▶ _Activity_:
Where the records hold the string "jeans", show the whole line it sits on.

▶ _Extracted records_:
----

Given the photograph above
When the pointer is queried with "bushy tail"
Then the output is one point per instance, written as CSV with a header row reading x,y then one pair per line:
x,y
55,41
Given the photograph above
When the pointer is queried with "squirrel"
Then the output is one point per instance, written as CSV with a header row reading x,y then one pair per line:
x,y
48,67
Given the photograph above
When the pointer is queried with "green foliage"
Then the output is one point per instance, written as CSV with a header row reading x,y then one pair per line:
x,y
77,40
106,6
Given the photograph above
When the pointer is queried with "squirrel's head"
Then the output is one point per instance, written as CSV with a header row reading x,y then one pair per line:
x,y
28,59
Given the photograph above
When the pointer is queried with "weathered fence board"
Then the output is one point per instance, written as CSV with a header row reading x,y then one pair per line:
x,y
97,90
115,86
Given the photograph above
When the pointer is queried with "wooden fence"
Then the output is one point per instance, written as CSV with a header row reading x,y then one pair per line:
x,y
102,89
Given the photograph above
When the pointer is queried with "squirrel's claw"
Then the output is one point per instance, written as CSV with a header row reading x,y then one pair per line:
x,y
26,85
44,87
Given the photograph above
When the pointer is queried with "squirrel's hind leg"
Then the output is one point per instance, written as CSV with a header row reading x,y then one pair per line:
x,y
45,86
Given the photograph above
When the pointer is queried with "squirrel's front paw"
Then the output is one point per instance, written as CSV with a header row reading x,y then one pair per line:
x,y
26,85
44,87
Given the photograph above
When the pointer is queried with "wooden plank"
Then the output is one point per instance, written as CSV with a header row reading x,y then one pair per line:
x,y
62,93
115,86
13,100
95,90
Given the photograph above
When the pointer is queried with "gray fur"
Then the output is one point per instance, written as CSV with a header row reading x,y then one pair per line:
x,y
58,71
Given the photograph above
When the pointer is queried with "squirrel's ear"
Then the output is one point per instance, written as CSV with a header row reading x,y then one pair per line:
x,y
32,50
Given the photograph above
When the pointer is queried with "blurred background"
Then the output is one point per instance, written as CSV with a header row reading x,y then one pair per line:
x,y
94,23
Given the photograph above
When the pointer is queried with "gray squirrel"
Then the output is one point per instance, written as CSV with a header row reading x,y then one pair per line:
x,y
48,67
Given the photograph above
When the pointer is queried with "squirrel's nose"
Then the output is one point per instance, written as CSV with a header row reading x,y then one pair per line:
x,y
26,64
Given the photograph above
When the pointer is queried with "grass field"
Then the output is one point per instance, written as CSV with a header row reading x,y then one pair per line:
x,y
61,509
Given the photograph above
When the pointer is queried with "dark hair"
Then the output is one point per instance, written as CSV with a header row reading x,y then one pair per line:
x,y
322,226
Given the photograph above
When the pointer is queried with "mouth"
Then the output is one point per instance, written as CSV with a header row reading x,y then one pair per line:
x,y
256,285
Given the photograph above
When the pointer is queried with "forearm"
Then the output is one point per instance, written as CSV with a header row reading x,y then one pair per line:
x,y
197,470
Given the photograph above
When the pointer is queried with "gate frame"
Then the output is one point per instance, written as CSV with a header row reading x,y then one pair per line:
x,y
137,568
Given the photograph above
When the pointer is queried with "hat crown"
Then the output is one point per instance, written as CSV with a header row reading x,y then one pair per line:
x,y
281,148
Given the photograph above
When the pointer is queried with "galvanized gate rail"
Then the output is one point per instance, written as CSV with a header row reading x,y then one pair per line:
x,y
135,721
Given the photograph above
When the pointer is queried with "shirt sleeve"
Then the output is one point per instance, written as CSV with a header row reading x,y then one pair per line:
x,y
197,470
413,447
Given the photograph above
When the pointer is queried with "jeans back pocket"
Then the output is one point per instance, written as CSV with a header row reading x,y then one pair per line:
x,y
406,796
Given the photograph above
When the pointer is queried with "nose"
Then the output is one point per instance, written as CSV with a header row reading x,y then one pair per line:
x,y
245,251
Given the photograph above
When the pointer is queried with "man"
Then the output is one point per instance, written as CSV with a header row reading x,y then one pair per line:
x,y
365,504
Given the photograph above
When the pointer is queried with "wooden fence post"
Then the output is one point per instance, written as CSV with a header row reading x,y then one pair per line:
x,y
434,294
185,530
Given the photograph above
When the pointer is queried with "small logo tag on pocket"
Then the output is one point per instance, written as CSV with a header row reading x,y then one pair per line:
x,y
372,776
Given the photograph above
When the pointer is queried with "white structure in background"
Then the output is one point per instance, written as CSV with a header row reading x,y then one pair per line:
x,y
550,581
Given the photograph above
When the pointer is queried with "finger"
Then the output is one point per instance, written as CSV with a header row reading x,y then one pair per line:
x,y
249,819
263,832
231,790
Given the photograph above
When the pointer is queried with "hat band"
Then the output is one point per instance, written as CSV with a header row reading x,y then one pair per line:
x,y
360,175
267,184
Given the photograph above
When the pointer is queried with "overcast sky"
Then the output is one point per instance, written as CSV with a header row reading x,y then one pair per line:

----

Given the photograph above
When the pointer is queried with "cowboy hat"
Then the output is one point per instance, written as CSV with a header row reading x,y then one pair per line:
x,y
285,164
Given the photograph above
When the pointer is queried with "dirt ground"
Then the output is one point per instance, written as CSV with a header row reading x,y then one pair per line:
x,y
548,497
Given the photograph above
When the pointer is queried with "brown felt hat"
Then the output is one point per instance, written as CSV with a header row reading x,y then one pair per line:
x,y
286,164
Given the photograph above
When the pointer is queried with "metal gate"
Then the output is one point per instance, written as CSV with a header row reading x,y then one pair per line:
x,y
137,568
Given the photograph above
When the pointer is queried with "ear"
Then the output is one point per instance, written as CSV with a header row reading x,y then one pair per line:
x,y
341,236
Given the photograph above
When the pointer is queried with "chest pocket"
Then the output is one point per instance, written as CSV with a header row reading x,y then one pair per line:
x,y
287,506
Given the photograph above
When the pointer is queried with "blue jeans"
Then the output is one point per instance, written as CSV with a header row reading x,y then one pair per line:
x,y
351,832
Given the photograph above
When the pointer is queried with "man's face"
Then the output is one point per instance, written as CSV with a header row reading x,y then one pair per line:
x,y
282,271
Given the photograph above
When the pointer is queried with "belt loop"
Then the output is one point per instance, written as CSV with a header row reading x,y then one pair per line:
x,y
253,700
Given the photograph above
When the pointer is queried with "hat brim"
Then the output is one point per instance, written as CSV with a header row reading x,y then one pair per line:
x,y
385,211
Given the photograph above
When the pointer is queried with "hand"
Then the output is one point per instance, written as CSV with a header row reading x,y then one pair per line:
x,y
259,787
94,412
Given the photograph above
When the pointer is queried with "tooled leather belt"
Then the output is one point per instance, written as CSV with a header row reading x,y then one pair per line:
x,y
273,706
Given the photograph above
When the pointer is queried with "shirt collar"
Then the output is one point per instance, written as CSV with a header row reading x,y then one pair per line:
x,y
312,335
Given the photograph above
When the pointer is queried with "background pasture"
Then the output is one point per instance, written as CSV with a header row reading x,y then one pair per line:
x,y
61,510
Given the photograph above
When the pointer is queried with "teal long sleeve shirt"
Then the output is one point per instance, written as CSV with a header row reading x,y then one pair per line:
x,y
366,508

----

▶ _Solution_:
When the pointer is queried with "jeans back pocket"
When the pointer is queried with "blue jeans"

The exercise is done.